§ Exercise details
Set down the material below word for word, excluding the pictures.
━━━ Records supplied ━━━
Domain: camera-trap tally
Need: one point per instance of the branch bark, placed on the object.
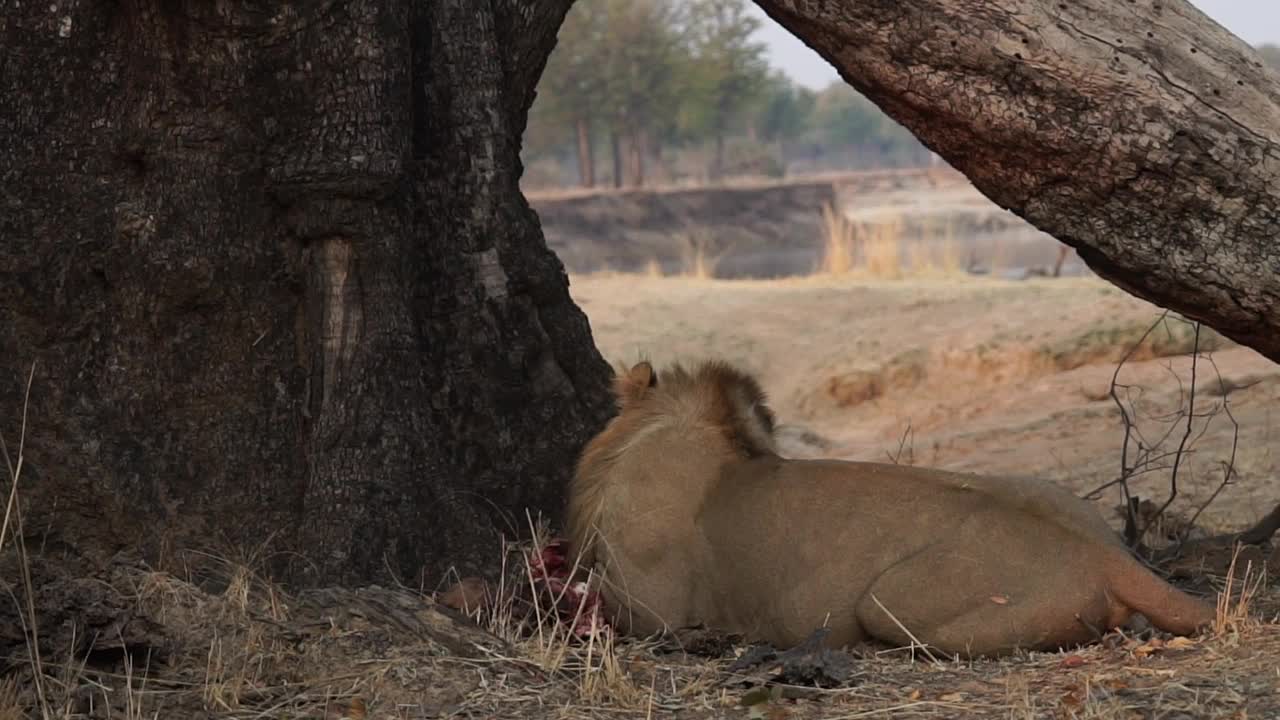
(1142, 133)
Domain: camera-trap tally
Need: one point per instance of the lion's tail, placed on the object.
(1168, 607)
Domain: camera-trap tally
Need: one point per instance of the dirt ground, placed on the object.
(978, 374)
(951, 372)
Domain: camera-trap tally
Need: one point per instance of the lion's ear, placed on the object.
(632, 384)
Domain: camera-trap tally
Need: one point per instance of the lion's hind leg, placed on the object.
(979, 610)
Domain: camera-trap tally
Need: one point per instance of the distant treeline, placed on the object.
(671, 90)
(643, 91)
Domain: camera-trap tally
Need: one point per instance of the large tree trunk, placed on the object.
(1141, 133)
(280, 282)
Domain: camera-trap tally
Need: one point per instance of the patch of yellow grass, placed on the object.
(698, 254)
(874, 249)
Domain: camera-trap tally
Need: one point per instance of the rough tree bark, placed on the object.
(1142, 133)
(280, 283)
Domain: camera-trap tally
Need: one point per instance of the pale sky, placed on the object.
(1252, 21)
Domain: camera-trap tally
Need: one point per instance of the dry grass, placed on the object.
(242, 654)
(880, 249)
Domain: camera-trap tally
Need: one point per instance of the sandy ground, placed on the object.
(992, 376)
(965, 373)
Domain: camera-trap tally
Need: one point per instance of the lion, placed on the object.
(691, 519)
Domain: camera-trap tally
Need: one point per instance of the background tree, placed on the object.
(280, 285)
(727, 69)
(784, 110)
(641, 87)
(1160, 169)
(574, 87)
(1270, 54)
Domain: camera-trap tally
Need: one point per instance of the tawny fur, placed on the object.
(693, 519)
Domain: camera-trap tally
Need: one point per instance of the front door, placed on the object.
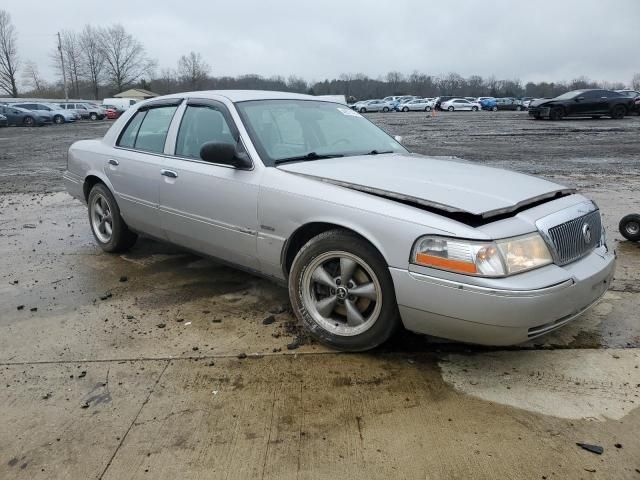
(207, 207)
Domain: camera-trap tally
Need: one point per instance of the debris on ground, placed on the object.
(591, 448)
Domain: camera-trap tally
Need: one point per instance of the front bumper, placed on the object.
(500, 316)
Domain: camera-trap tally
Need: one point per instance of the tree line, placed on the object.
(101, 61)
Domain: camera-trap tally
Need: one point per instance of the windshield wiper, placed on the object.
(307, 157)
(377, 152)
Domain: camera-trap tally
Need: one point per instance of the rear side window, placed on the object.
(148, 129)
(201, 124)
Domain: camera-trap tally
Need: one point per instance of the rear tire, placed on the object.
(329, 307)
(108, 227)
(618, 112)
(630, 227)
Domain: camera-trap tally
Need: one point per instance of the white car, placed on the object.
(419, 104)
(460, 104)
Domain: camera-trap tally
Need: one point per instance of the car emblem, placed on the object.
(586, 232)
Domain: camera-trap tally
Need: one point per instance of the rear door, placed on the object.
(209, 207)
(135, 164)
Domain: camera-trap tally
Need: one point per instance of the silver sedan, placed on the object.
(420, 104)
(366, 235)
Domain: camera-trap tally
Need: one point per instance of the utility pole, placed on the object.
(64, 73)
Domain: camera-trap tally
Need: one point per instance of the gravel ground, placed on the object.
(160, 364)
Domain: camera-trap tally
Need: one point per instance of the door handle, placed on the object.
(169, 173)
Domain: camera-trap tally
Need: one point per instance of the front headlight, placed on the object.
(485, 259)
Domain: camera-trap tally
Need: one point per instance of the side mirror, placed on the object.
(225, 154)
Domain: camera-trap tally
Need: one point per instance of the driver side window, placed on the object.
(201, 124)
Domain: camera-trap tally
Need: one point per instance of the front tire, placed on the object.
(341, 290)
(630, 227)
(107, 226)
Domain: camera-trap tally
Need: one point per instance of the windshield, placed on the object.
(569, 95)
(282, 129)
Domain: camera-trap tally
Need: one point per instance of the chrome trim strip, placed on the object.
(492, 291)
(208, 221)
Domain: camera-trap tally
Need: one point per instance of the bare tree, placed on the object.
(31, 76)
(92, 57)
(193, 70)
(73, 60)
(125, 58)
(8, 55)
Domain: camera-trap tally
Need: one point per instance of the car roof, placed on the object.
(245, 95)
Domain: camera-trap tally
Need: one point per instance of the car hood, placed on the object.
(450, 185)
(540, 101)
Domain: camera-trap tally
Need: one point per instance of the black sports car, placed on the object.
(582, 103)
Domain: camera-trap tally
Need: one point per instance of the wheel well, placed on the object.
━━━
§ Completed exercise
Domain: camera-trap tally
Need: one point per instance of the branch bark, placed on the object.
(1142, 133)
Domain: camera-trap tally
Need: one point per instance of the lion's tail, placed on the object.
(1168, 607)
Domain: camera-trap tally
Need: one point per instance of the dirt ground, placed on the object.
(978, 374)
(951, 372)
Domain: camera-trap tally
Need: one point per instance of the lion's ear, placed on the object.
(632, 384)
Domain: camera-trap tally
Need: one point per instance of the lion's hind leg, placed on the object.
(979, 610)
Domain: camera-trap tally
Need: one point per instance of the distant treeline, placed on the object.
(671, 90)
(643, 91)
Domain: camera-trap tally
Need: one point per instance of the large tree trunk, placed on the object.
(1141, 133)
(280, 282)
Domain: camera-trap tally
Need: one point per instance of the patch of yellow grass, placed on the object.
(698, 254)
(874, 249)
Domain: camera-trap tally
Need: one point per instance of the rough tree bark, placed on the object.
(1142, 133)
(280, 283)
Domain: camera-trap tally
Need: one point per instance of the pale sky, placed on the object.
(1252, 21)
Domain: camera-trap tally
Need: one point per instance of the dry grass, placed on the object.
(242, 654)
(880, 249)
Domain: camera-trap tally
Need: one point per instance of the sandy ground, placed on the object.
(992, 376)
(965, 373)
Domain: camera-trap tally
Need: one point per instance of the lion, placed on the object.
(691, 519)
Domain: camera-trap tally
Need: one point per instance of the background tree, placed on the object.
(280, 285)
(727, 69)
(784, 110)
(641, 87)
(1160, 169)
(574, 87)
(1270, 54)
Domain: camera-trap tally
Need: one point per instance of the tawny fur, placed on the object.
(693, 519)
Domain: camera-trap tally
Need: one point per instance of the front door, placed on the object.
(207, 207)
Domain: camera-trap tally
Need: one point per instance of the debris on ground, placed on the object.
(591, 448)
Domain: camera-trap tally
Need: one point per instance of the front bumper, placed on the object.
(500, 316)
Domain: camera-trap tally
Need: one point per instance of the tree line, placed on the object.
(101, 61)
Domain: camera-trap tally
Need: one point per instance of the windshield wiper, placed on the object.
(307, 157)
(377, 152)
Domain: camera-trap tally
Need: one point per instance of the rear side window, placed on the object.
(148, 129)
(201, 124)
Domain: camera-trap tally
Need: one point per instance of the rear tire, placed on the object.
(329, 307)
(108, 227)
(618, 112)
(630, 227)
Domain: camera-trap tally
Need: one point per instance of the white car, placed on the object.
(419, 104)
(460, 104)
Domain: camera-trap tally
Need: one point per instance of the car emblem, placed on the object.
(586, 232)
Domain: camera-trap tally
Need: one point per instance of the rear door, placed on the object.
(209, 207)
(135, 164)
Domain: camera-trap tally
Need: one point per instance of the silver sedan, placed on the object.
(420, 104)
(366, 235)
Domain: camera-trap tally
Need: one point per instance of the utility pole, placed on the object.
(64, 73)
Domain: camera-trap tally
Need: one point per instance of the gravel ground, placed on the object.
(160, 364)
Domain: camera-trap tally
Need: one point per instance of the door handle, placed on the object.
(169, 173)
Domain: camera-trap tally
Need: one point per instance of the front headlight, placed on the object.
(485, 259)
Domain: camera-trap tally
Need: one point per instance of the side mirror, placed on the object.
(225, 154)
Domain: camera-trap tally
Need: one point per instance of the driver side window, placed on the object.
(201, 124)
Domain: camera-trap tally
Need: one point per instance of the front tire, placed on the object.
(341, 290)
(630, 227)
(107, 226)
Domain: camera-trap tally
Need: one point per instance of the windshield, placed on the object.
(569, 95)
(282, 129)
Domain: camera-trap tally
Need: one point per instance of the chrome trim strip, placed on the object.
(492, 291)
(208, 221)
Domain: camera-trap tally
Need: one point per instance of the bare tree, placed on the object.
(31, 76)
(92, 57)
(193, 70)
(73, 60)
(125, 58)
(8, 55)
Domain: camera-trap tally
Need: one point per instance of the car roof, placed on the object.
(245, 95)
Domain: camera-trap tally
Need: one point per instance of the car hood, placed on the object.
(450, 185)
(540, 101)
Domain: camera-trap tally
Need: one point per instance of the black sports car, placed on the object.
(582, 103)
Domain: camera-trap tally
Need: one point per instance of the wheel well, placed on the object.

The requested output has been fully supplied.